• _REQUIRED TASK_
Please turn every line of the entries below into a Markdown table with the columns "Row" and "Line," numbering each row and skipping blank lines. Leave the pictures out of the table.

-- begin --

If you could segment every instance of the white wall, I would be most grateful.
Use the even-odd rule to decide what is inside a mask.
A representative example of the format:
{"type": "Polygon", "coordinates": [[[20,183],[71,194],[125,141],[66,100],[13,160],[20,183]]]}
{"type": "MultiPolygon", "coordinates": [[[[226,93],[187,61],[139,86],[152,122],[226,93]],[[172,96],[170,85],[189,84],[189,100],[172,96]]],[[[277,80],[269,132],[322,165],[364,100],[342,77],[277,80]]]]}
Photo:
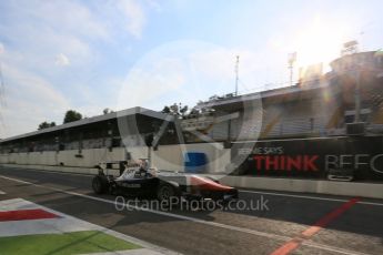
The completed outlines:
{"type": "MultiPolygon", "coordinates": [[[[132,159],[148,157],[145,146],[129,147],[132,159]]],[[[220,173],[224,166],[230,163],[230,150],[223,149],[221,143],[214,144],[187,144],[187,145],[161,145],[158,151],[152,151],[152,165],[160,170],[180,171],[184,170],[183,155],[185,152],[203,152],[208,156],[209,173],[220,173]]],[[[29,152],[1,154],[0,163],[29,164],[29,165],[60,165],[74,167],[93,167],[100,162],[125,160],[125,150],[123,147],[109,149],[89,149],[82,150],[81,157],[78,150],[68,150],[60,152],[29,152]]]]}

-- end --

• _WORKED ANSWER_
| Row | Line |
|---|---|
| 1 | If you could segment every instance of the white wall, I would be most grateful. |
| 2 | Use the even-odd rule to decide what is inside a mask. |
| 3 | A representative example of the format: |
| 4 | {"type": "Polygon", "coordinates": [[[20,183],[71,194],[125,141],[66,100],[13,160],[20,183]]]} |
| 5 | {"type": "MultiPolygon", "coordinates": [[[[226,93],[187,61],[139,86],[152,122],[226,93]],[[172,96],[170,85],[189,84],[189,100],[172,96]]],[[[277,80],[269,132],[322,165],[364,100],[342,77],[277,80]]]]} |
| 6 | Photo: |
| 7 | The completed outlines: |
| 8 | {"type": "MultiPolygon", "coordinates": [[[[132,159],[148,157],[145,146],[129,147],[132,159]]],[[[220,173],[224,166],[230,163],[230,150],[223,149],[221,143],[214,144],[187,144],[187,145],[161,145],[158,151],[152,151],[152,165],[160,170],[180,171],[184,170],[183,155],[185,152],[203,152],[208,156],[209,173],[220,173]]],[[[29,152],[1,154],[0,163],[29,164],[29,165],[60,165],[74,167],[93,167],[100,162],[125,160],[125,150],[123,147],[109,149],[89,149],[82,150],[81,157],[78,150],[68,150],[60,152],[29,152]]]]} |